=== Quoted text ===

The problem statement uses grocery store annotated shelf images to detect all products present on every shelf (detection only at product or no product level) using Single Shot Object Detection Using Multiple Anchor Boxes Per Feature Map Cell.
Few months back , I was working on the above problem statement and learnt about SSD. Here I’ll be sharing my learnings such as SSD architechture , implementation, and results obtained to this problem statement

Introduction

The above problem statement is one of the tasks of Computer Vision called Object Detection. There are various algorithms to perform object detection tasks like R_CNN, Fast R-CNN, Faster R-CNN, YOLO, SSD. SSD has both high speed and accuracy . This is the reason why we are using an SSD.

SSD uses VGG16 to extract feature maps and then apply conv layers to detect objects.
After going through conv layers for feature extraction, a m*n feature map with p channels is generated. Here , m*n is the number of locations in an image.
In m*n location, k bounding boxes are drawn, so the total number of bounding boxes is m*n*k.
For each bounding box, we will find C class scores and 4 offsets. Hence the total number of outputs is m*n*(c+4).
Going through the above logic,we will calculate the number of bounding boxes generated in ssd

After VGG16, 6 Conv layers are used: Conv4_3,Conv7,Conv8_2,Conv9_2,Conv10_2, and Conv11_2

Conv4_3:3838*4=5776 (4 boxes for each location)
Conv7: 19×19×6 = 2166 boxes (6 boxes for each location)
Conv8_2: 10×10×6 = 600 boxes (6 boxes for each location)
Conv9_2: 5×5×6 = 150 boxes (6 boxes for each location)
Conv10_2: 3×3×4 = 36 boxes (4 boxes for each location)
Conv11_2: 1×1×4 = 4 boxes (4 boxes for each location)
Total=5776+2166+600+150+36+4=8732

As CNN reduces the spatial dimension gradually, the resolution of the feature maps also decrease. SSD uses lower resolution layers to detect larger scale objects. SSD adds 6 more auxiliary convolution layers after the VGG16. Five of them will be added for object detection. In three of those layers, we make 6 predictions instead of 4. In total, SSD makes 8732 predictions using 6 layers.

Figure1: SSD: Single Shot MultiBox Detector

Motivation

The motivation behind using an SSD is its high speed and accuracy in real time. It avoids the Region Proposal Networks of Faster R CNN to identify the regions which takes two shots, one to identify the region, second to identify the object in that proposed region. Rather it predicts both class and location of object in a single shot outperforming all other algorithms. SSD300 achieves 74.3% mAP at 59 FPS while SSD500 achieves 76.9% mAP at 22 FPS, which outperforms Faster R-CNN (73.2% mAP at 7 FPS) and YOLOv1 (63.4% mAP at 45 FPS).

=== Supplied material ===

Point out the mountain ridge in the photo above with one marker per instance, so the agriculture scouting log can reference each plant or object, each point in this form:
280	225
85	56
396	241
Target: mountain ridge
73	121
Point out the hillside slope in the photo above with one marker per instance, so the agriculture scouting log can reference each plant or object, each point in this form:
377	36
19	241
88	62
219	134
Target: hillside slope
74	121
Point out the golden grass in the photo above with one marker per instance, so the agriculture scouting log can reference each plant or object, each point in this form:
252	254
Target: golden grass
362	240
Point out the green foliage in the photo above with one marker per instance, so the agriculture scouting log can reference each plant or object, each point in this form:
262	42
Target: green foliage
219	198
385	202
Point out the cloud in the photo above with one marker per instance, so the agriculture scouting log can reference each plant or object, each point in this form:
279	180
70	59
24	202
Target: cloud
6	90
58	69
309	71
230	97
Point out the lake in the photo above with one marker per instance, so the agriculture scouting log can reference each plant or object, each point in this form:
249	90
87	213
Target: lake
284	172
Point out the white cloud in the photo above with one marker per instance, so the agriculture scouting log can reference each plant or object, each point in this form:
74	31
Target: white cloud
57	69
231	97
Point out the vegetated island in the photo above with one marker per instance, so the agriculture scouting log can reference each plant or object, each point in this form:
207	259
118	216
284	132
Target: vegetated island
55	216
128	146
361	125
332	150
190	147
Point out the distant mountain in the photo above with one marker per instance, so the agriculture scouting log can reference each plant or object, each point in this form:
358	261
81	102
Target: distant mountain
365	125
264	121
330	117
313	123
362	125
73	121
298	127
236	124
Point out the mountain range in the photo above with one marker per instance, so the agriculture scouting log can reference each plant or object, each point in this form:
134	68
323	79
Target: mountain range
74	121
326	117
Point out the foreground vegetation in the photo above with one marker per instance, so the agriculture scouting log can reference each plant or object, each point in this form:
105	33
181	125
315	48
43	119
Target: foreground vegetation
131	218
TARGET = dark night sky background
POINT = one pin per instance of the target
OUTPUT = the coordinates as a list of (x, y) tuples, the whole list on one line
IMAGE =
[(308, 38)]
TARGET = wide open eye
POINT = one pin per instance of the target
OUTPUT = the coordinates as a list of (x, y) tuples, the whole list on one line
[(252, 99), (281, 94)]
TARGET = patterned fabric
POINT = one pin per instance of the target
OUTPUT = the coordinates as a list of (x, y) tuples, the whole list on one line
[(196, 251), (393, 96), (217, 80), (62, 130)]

===

● **The tasks**
[1] Answer these questions about the SSD write-up:
(a) Which network does SSD use to extract feature maps?
(b) How many boxes for each location does the Conv7 layer use?
(c) What mAP and frame rate does SSD300 achieve?
[2] List every algorithm that the SSD write-up names in its Introduction as a way to perform object detection tasks.
[3] Summarize the SSD write-up in two sentences.
The items are not required for any of the work here.

● **Answers to the problems**
[1]
(a) VGG16
(b) 6 boxes for each location
(c) 74.3% mAP at 59 FPS

[2] R_CNN, Fast R-CNN, Faster R-CNN, YOLO, SSD

[3] The SSD write-up shares what was learned about SSD while detecting products on annotated grocery shelf images, and it explains that SSD was chosen for its high speed and accuracy. SSD uses VGG16 to extract feature maps, makes 8732 predictions using 6 layers, and predicts both the class and the location of an object in a single shot instead of the two shots used by Faster R-CNN's Region Proposal Networks.